_TASK DETAILS_. Copy the lines verbatim, beginning with the line that contains "In the photo provided above, tightly box each pond" and continuing through the end of the data, and only those lines.

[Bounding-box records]
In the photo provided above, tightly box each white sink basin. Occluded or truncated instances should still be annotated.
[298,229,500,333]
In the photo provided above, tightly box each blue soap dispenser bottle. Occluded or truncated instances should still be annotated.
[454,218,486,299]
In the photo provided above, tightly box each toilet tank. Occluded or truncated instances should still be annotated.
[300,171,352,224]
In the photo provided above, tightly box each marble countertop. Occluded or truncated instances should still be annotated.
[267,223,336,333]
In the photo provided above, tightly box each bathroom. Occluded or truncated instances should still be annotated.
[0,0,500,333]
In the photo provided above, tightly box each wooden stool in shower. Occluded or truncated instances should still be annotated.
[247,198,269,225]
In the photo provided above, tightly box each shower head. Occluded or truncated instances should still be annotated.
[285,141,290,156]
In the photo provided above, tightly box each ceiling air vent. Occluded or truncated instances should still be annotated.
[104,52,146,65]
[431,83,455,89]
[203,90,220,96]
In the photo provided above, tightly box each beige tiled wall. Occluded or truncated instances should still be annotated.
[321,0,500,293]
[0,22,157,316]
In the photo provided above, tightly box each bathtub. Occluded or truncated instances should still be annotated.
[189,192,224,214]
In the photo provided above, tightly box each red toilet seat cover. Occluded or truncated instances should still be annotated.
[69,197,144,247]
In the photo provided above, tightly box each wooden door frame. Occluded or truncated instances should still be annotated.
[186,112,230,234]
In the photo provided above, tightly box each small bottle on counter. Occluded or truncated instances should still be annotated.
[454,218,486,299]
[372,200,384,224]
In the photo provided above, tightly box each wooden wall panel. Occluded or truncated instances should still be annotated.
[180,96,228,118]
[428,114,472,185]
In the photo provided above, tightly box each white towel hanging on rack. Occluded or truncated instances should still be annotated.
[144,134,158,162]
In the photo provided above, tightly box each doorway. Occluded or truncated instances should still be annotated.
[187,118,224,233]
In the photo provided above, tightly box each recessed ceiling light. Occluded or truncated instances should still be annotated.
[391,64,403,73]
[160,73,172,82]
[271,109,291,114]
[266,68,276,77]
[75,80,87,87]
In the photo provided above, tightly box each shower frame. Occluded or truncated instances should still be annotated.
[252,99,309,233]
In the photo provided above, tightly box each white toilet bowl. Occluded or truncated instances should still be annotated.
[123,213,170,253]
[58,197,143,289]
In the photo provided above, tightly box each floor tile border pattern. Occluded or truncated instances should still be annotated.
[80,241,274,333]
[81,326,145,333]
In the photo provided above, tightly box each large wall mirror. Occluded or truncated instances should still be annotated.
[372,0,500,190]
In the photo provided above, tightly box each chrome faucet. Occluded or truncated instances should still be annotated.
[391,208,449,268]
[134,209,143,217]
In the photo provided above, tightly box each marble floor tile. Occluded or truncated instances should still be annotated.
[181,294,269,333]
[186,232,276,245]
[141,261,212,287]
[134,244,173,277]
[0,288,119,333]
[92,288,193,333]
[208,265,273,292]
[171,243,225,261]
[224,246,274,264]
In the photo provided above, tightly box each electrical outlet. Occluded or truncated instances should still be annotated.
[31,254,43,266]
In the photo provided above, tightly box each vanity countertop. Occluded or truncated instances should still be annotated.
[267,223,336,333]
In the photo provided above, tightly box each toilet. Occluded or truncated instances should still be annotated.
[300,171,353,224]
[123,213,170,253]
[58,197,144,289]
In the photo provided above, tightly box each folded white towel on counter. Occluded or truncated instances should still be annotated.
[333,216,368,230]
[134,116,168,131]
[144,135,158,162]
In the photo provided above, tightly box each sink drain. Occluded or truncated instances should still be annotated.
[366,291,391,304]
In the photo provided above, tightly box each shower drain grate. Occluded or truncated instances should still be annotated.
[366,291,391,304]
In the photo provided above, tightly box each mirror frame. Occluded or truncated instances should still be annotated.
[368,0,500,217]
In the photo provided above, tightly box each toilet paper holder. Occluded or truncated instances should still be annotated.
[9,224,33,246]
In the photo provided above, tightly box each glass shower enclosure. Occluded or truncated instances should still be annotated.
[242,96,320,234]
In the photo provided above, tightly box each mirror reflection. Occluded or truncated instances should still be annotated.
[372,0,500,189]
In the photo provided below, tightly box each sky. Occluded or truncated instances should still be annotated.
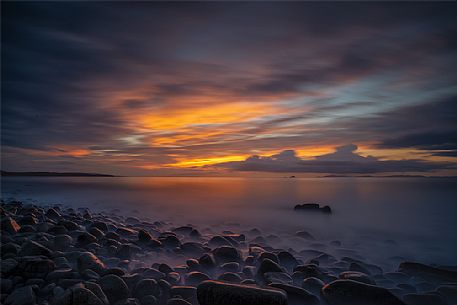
[1,1,457,176]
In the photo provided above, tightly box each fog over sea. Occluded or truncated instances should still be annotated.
[1,177,457,270]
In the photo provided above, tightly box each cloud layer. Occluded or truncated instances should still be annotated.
[214,144,455,174]
[1,2,457,174]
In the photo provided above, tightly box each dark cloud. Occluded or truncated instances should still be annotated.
[215,144,455,174]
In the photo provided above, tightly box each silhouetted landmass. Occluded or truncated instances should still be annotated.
[1,171,115,177]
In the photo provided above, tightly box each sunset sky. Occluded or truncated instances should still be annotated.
[1,2,457,176]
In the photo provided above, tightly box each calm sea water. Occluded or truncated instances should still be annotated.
[2,177,457,265]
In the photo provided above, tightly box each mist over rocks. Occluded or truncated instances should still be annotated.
[0,201,457,305]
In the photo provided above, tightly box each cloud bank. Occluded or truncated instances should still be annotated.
[214,144,455,174]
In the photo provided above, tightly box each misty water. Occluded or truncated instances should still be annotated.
[2,177,457,270]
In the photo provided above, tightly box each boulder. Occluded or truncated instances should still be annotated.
[294,203,332,214]
[98,274,129,303]
[53,286,105,305]
[5,286,36,305]
[19,240,52,257]
[269,283,319,305]
[322,280,406,305]
[197,281,287,305]
[77,252,106,274]
[1,217,21,234]
[132,279,159,299]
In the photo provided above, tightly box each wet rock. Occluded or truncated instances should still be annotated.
[17,256,55,278]
[53,234,73,250]
[301,277,325,295]
[186,271,210,286]
[46,208,62,220]
[91,221,108,232]
[1,217,21,234]
[19,240,52,257]
[1,258,18,275]
[322,280,405,305]
[436,284,457,304]
[138,229,152,242]
[181,242,206,257]
[198,254,216,270]
[278,251,298,270]
[398,262,457,282]
[170,286,198,304]
[77,252,106,274]
[257,258,283,276]
[213,246,241,264]
[140,295,159,305]
[132,279,159,299]
[339,271,376,285]
[84,282,109,305]
[53,287,105,305]
[263,272,293,284]
[114,298,141,305]
[294,203,332,214]
[197,281,287,305]
[221,262,240,272]
[217,272,242,283]
[403,293,447,305]
[269,283,319,305]
[5,286,36,305]
[98,274,129,303]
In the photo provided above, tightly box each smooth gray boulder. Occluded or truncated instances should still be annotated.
[197,281,287,305]
[322,280,405,305]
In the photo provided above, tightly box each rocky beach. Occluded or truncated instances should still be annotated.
[1,200,457,305]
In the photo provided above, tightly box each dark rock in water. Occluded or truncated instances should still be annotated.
[77,252,106,274]
[19,240,52,257]
[5,286,36,305]
[53,287,105,305]
[197,281,287,305]
[98,274,129,303]
[186,271,210,286]
[257,258,284,276]
[77,232,97,246]
[170,286,198,304]
[198,254,216,270]
[322,280,405,305]
[278,251,298,270]
[138,229,152,242]
[114,298,141,305]
[181,242,205,257]
[339,271,376,285]
[213,246,241,263]
[140,295,159,305]
[269,283,319,305]
[54,234,73,250]
[1,217,21,234]
[294,203,332,214]
[46,208,62,220]
[221,262,240,272]
[398,262,457,282]
[132,279,159,299]
[0,258,18,275]
[17,256,55,278]
[403,293,448,305]
[84,282,109,305]
[91,221,108,232]
[217,272,242,284]
[301,277,325,295]
[263,272,293,285]
[436,284,457,304]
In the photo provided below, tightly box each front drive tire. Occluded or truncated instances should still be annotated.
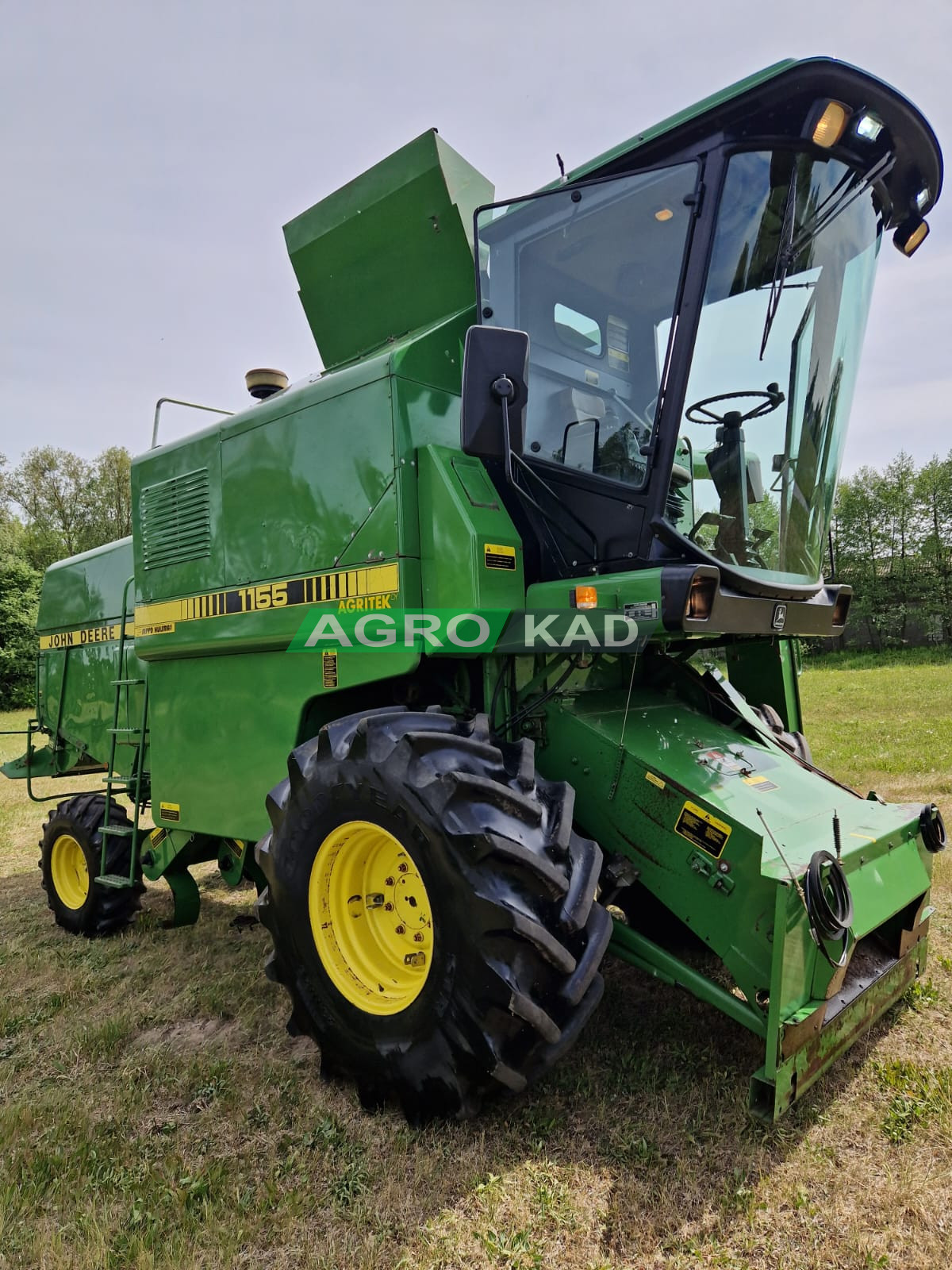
[255,710,612,1124]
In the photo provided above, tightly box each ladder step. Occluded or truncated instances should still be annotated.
[97,874,136,891]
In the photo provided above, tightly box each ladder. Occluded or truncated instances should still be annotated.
[97,576,148,889]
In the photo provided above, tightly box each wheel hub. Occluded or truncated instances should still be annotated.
[49,833,89,910]
[309,821,433,1014]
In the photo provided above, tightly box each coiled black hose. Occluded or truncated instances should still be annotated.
[919,802,948,853]
[804,851,853,970]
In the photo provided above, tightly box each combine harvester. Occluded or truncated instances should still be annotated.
[4,59,944,1122]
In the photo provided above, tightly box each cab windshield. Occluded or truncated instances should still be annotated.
[478,163,698,489]
[680,151,882,584]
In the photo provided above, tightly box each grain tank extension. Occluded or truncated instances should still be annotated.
[4,59,944,1122]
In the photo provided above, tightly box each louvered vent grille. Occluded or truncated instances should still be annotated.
[141,468,212,569]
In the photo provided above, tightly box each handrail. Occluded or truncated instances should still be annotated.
[148,398,235,449]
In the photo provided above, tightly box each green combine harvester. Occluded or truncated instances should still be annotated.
[4,59,946,1122]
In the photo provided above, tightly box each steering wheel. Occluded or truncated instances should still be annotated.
[684,383,785,428]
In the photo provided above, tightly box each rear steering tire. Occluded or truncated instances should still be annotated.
[40,794,144,937]
[256,710,612,1122]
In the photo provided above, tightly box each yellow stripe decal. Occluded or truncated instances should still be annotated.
[133,564,400,648]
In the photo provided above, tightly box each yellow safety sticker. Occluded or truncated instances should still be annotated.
[674,802,731,860]
[482,542,516,569]
[321,649,338,688]
[136,563,398,637]
[741,773,779,794]
[40,622,133,650]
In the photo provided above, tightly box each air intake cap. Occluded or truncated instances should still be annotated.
[245,367,288,402]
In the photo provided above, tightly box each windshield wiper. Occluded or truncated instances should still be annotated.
[759,165,797,362]
[760,150,896,362]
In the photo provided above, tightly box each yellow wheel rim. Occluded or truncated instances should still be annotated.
[307,821,433,1014]
[49,833,89,908]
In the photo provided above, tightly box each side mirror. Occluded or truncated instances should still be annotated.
[459,326,529,466]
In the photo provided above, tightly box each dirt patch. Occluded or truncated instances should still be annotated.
[135,1018,239,1053]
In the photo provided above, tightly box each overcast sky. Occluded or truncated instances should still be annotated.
[0,0,952,471]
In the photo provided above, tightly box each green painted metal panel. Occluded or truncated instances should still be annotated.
[419,446,525,625]
[559,57,797,189]
[538,682,931,1016]
[284,129,493,367]
[221,379,393,586]
[150,614,419,841]
[127,425,225,601]
[36,538,132,635]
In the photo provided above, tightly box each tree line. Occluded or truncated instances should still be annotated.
[830,451,952,649]
[0,446,132,710]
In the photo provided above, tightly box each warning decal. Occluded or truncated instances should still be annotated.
[741,776,779,794]
[674,802,731,860]
[321,649,338,688]
[482,542,516,569]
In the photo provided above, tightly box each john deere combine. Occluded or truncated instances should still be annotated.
[5,59,944,1120]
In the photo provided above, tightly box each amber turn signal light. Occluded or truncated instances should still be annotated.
[811,102,853,150]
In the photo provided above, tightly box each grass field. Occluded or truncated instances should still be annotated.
[0,656,952,1270]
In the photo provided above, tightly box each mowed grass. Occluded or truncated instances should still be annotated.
[0,658,952,1270]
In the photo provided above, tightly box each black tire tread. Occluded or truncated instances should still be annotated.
[256,707,611,1122]
[38,794,144,938]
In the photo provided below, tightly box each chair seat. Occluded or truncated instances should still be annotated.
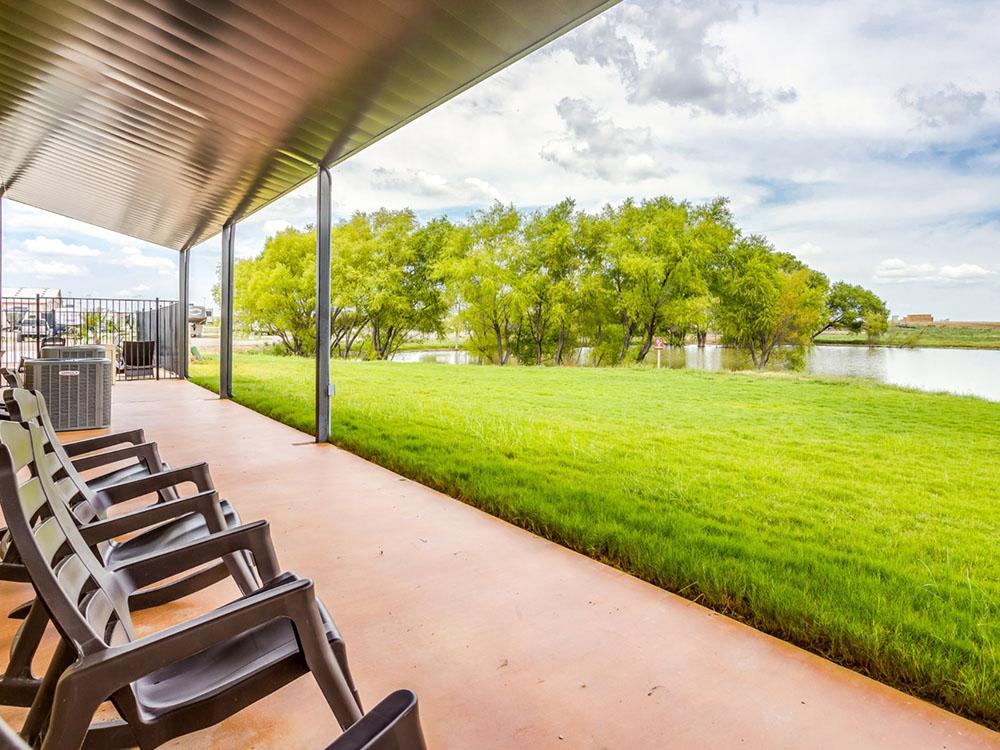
[134,601,350,721]
[86,462,170,491]
[104,500,240,567]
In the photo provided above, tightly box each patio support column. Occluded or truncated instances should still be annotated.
[219,221,236,398]
[177,247,191,378]
[316,164,332,443]
[0,178,7,302]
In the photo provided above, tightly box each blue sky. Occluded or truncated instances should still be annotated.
[4,0,1000,320]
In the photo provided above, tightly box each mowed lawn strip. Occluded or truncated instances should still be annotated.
[192,355,1000,727]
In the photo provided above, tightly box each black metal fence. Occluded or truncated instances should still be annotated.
[0,296,184,380]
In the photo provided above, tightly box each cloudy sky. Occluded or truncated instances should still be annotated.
[4,0,1000,320]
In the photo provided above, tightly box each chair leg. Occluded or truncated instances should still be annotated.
[222,552,261,596]
[21,639,74,747]
[295,603,362,729]
[0,599,49,706]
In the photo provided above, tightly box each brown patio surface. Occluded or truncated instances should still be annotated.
[0,381,1000,750]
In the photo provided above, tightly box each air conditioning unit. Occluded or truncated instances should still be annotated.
[24,358,115,430]
[42,344,108,359]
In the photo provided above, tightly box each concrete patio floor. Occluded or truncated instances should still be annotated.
[0,381,1000,750]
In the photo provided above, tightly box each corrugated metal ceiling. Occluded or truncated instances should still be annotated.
[0,0,614,249]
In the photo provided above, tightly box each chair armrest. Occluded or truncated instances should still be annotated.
[97,462,215,505]
[73,443,161,471]
[80,490,226,545]
[326,690,427,750]
[62,429,146,456]
[52,578,316,708]
[115,521,281,591]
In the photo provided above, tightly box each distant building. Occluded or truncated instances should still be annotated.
[2,286,62,312]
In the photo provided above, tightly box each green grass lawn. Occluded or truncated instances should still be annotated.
[816,326,1000,349]
[192,355,1000,727]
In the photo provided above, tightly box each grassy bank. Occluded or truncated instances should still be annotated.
[192,355,1000,727]
[816,326,1000,349]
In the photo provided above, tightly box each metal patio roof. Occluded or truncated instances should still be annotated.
[0,0,616,250]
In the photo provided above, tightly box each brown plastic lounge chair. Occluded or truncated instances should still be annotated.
[4,386,177,500]
[0,690,427,750]
[0,422,361,750]
[0,390,258,706]
[326,690,427,750]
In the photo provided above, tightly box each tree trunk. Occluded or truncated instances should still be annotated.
[493,322,504,365]
[635,315,656,362]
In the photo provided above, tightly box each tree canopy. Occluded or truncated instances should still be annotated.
[235,196,888,367]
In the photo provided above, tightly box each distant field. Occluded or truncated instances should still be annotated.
[192,355,1000,727]
[816,326,1000,349]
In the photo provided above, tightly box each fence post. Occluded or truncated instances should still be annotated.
[219,220,236,398]
[316,165,332,443]
[153,297,160,380]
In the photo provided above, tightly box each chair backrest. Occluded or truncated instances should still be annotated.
[0,367,24,388]
[4,388,102,523]
[122,341,156,367]
[0,422,135,655]
[0,719,31,750]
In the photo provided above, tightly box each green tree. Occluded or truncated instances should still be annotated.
[438,202,525,365]
[717,236,826,369]
[813,281,889,339]
[233,229,316,355]
[333,209,451,359]
[518,198,581,365]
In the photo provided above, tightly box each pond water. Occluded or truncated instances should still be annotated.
[394,344,1000,401]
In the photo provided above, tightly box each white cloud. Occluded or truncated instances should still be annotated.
[567,0,780,117]
[789,242,826,259]
[371,167,503,205]
[539,97,670,181]
[939,263,996,281]
[264,219,292,237]
[111,245,177,276]
[21,235,101,258]
[898,83,987,128]
[115,284,152,297]
[874,258,996,284]
[4,256,89,281]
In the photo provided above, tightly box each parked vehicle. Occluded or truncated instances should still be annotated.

_RESPONSE FOR THIS EXERCISE_.
In the photo provided above, tightly box each pond water. Occluded or truncated instances should still be annotated.
[394,344,1000,401]
In the photo provided above, tightly box each white cloud. Occluded or truncated instances should still be annotated.
[567,0,780,117]
[789,242,826,259]
[371,167,503,205]
[539,97,670,181]
[939,263,996,281]
[264,219,292,237]
[111,245,177,276]
[21,235,101,258]
[898,83,987,128]
[115,284,152,297]
[874,258,996,284]
[4,256,89,281]
In the photo provided above, tightly box each parked vehicle. Occluded or truncated instances should still be annotated.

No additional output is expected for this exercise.